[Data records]
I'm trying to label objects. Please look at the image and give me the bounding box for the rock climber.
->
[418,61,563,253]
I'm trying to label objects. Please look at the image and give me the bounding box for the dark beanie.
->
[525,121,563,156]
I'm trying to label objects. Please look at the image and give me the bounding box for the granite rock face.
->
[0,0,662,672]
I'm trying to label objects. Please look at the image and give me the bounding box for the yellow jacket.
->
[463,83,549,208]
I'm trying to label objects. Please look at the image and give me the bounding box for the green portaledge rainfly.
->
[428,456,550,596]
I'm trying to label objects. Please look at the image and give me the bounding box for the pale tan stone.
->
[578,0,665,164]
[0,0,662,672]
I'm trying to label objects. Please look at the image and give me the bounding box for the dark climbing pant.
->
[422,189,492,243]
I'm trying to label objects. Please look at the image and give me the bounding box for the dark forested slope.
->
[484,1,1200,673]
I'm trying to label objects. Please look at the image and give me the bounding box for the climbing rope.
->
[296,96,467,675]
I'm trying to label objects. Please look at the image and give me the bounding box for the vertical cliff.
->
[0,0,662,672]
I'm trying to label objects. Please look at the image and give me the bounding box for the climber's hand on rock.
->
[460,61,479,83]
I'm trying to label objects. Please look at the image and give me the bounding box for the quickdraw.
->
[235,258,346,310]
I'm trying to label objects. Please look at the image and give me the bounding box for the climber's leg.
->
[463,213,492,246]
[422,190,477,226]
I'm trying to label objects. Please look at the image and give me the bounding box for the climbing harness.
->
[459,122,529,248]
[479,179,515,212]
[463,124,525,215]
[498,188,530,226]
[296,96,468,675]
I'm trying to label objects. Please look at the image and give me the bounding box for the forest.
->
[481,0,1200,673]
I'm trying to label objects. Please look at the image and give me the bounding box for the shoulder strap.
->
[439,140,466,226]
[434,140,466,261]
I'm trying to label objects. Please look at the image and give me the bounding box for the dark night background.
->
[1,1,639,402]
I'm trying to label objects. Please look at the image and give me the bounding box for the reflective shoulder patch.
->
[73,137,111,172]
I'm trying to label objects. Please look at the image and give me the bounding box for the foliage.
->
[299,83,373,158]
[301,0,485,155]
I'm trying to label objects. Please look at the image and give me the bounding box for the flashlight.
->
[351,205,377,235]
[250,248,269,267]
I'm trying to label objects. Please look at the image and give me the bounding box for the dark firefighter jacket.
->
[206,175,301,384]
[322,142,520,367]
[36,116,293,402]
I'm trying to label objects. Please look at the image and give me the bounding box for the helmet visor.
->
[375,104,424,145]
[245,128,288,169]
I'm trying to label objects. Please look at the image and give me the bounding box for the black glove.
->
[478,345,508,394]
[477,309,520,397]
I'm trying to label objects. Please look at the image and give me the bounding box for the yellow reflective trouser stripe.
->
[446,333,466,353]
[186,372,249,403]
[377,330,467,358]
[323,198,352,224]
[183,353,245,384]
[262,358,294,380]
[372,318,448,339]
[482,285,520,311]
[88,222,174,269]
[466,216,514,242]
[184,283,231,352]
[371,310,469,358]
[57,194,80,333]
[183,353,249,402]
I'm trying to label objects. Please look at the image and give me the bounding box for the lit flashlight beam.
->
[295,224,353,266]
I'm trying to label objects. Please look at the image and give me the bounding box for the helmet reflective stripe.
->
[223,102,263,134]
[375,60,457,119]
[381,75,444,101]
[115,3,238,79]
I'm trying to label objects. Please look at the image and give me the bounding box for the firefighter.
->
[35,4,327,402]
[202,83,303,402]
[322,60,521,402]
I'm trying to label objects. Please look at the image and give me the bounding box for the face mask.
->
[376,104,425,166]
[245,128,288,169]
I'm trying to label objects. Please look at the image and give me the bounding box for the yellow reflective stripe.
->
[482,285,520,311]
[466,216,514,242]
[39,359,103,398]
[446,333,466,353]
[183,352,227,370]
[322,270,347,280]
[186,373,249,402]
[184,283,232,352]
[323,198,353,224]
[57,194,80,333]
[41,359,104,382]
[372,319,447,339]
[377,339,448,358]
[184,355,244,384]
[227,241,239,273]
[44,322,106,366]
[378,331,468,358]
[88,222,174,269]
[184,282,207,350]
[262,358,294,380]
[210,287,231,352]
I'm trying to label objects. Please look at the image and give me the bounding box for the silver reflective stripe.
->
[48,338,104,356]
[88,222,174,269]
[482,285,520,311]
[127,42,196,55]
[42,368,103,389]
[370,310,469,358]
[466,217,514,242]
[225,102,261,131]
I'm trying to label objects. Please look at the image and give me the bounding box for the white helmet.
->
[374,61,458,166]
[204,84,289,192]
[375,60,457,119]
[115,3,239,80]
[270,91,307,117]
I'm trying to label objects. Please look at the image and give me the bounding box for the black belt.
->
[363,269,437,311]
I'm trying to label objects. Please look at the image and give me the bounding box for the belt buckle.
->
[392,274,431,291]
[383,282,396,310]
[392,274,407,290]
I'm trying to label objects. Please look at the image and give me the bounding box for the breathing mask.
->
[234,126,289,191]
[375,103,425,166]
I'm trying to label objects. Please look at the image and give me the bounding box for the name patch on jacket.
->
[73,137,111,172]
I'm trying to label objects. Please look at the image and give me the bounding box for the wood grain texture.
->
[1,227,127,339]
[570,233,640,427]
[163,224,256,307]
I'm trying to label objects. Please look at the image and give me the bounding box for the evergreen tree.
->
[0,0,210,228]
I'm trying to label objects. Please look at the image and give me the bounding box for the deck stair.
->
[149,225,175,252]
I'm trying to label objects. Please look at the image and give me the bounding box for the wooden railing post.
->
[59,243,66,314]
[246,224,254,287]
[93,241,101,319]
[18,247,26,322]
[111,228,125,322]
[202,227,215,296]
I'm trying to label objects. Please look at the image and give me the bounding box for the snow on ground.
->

▶ _Exercise brief_
Return the records in full, exactly as they read.

▶ _Answer to this exercise_
I'm trying to label objects. Please look at the image and give me the bounding box for the rock climber.
->
[418,61,563,253]
I'm trying to label objects. Please look at the image and give me the bounding box for the dark beanie.
->
[525,121,563,156]
I'm trying to label objects. Please look at the image and give me the bounding box for the granite rock face.
->
[0,0,662,672]
I'm trying to label objects. Please look at the image and give me the bounding box for the yellow jacket.
->
[463,83,549,208]
I'm trying to label objects. Please look at the image and give me the bounding box for the green portaledge rainfly.
->
[428,456,550,596]
I'm trying to label objects. Please look at the image and give me the bounding box for the pale tan stone.
->
[578,0,665,164]
[0,0,662,672]
I'm trying to label objects. Please look at the image and give me the bounding box for the dark climbing pant.
->
[422,189,492,243]
I'm trying to label objects. Please look at the image and give me the bounding box for the dark forested slope.
->
[484,1,1200,673]
I'm trying to label objects. Please look at the image and give me the bounding box for the climbing rope.
->
[296,96,467,675]
I'm trying to label objects. Please look at the image and give me the bounding box for the vertical cliff.
->
[0,0,662,672]
I'm trying to label objects. Please look at the image and give me the bounding box for the climber's hand on rock.
->
[460,61,479,83]
I'm trying to label objects. Please look at the image and give me the bounding box for the quickdraw.
->
[235,258,346,310]
I'm trying to label objects. Please look at the image and give me the bounding box for the climber's leg.
->
[463,213,492,246]
[422,190,477,226]
I'm trying to label objects. Please look at the image and give me the bounding box for the climbing harness.
->
[459,122,529,248]
[479,179,515,212]
[463,124,525,215]
[498,188,530,226]
[296,96,468,675]
I'm trying to label objects. Please look at the image and give me the bounding box for the forest.
->
[481,0,1200,673]
I'm trying to label objects. Please look at the image and give me the bounding box for the shoulder strap.
->
[439,140,466,226]
[434,140,466,261]
I'm trying to label objects. Please look at the image and give me the bounding box for the dark night background.
->
[1,1,639,402]
I'm trying to label objects. Please look at the image and give me the bounding box for the reflective shoulder patch.
->
[73,137,111,172]
I'm trying to label objects. Please look at the image and give me the bounding box for the foliage.
->
[299,83,373,158]
[301,0,485,155]
I'm trying to label objects. Please look at the image and give me the bounding box for the flashlight.
->
[351,205,377,235]
[250,248,269,267]
I'm trying to label objects. Please look at the image and give me the bounding box for the dark firefighter jacket.
->
[206,175,301,384]
[322,142,520,367]
[36,116,293,402]
I'm trying to label objects. Please look at the image and give me the bounding box for the helmet visor.
->
[375,104,424,145]
[245,128,288,169]
I'm trying to label objects. Please look at the image and give me the bounding box for the black glove.
->
[478,345,508,394]
[477,309,520,397]
I'm trying to label objects. Please look at the image and give me the bounding box for the yellow reflective trouser stripe.
->
[446,333,466,353]
[186,372,249,403]
[377,330,467,358]
[323,198,352,224]
[183,353,245,384]
[262,358,294,380]
[372,318,448,339]
[482,285,520,311]
[88,222,174,269]
[466,216,514,242]
[184,283,231,352]
[371,310,469,358]
[57,194,80,333]
[183,353,249,402]
I'm trying to label objects. Please look at the image and give me the bounding box for the lit flashlight beam.
->
[295,224,353,266]
I'm trying to label objects. Please look at the image and give me the bounding box for the helmet reflective stripe.
->
[223,102,263,134]
[375,60,457,119]
[381,75,444,101]
[115,3,238,79]
I'm trying to label objects. Please look at the image and give me the bounding box for the firefighter.
->
[35,4,327,402]
[202,83,303,402]
[322,60,521,402]
I'm trying to label objects. Please look at the image and give me the bounding box for the face mask.
->
[376,104,425,166]
[245,128,288,169]
I'm trying to label objects. Please look at the image and give me the bounding box for the yellow reflective stripe.
->
[482,285,520,311]
[466,216,514,242]
[39,359,103,398]
[446,333,466,353]
[183,352,227,370]
[322,270,347,280]
[186,373,249,402]
[184,283,232,352]
[323,198,353,224]
[57,194,80,333]
[41,359,104,382]
[372,319,447,339]
[377,339,448,358]
[184,355,244,384]
[227,241,239,273]
[44,322,106,366]
[378,331,468,358]
[88,222,174,269]
[184,282,207,350]
[262,358,294,380]
[210,287,231,352]
I'm trying to label objects. Please look at the image and give me the bounding box for the silver reflective stripe.
->
[48,338,104,356]
[88,222,174,269]
[482,285,520,311]
[127,42,196,55]
[42,368,103,389]
[370,310,469,358]
[466,217,514,242]
[225,102,261,131]
I'm trying to label objects. Please look at the image and give me the bounding box for the white helmet.
->
[374,61,458,166]
[204,84,289,192]
[375,60,457,119]
[115,3,239,80]
[270,91,307,117]
I'm trying to label objects. Please look at the image and give me the bounding box for the black belt.
->
[363,269,437,311]
I'm trying to label objects. Please look at the image and give me the bounding box for the belt buckle.
->
[392,274,431,291]
[383,282,396,310]
[392,274,407,290]
I'm trying to label objects. Please look at the image and give me the bounding box for the breathing mask.
->
[234,126,289,191]
[375,103,425,166]
I'm trying to label objects. Please look at the image and give me the bounding box for the name patch on jacket.
->
[73,137,111,172]
I'm trying to label objects. Please look at the image and give me the bounding box for the wood grain texture.
->
[1,227,127,339]
[570,233,640,427]
[163,224,256,307]
I'm trying to label objects. Please look at the image and give me the bounding box for the evergreen tree.
->
[0,0,210,228]
I'm trying to label objects. Please look at the image and give me the bounding box for the deck stair.
->
[149,225,175,252]
I'm trying to label objects. Please look at the image and give me the bounding box for the wooden railing post.
->
[59,243,66,314]
[246,224,254,287]
[93,241,101,319]
[18,247,26,322]
[111,228,125,322]
[202,227,215,296]
I'm trying to label objects. Please look at the image and give me the bounding box for the snow on ground.
->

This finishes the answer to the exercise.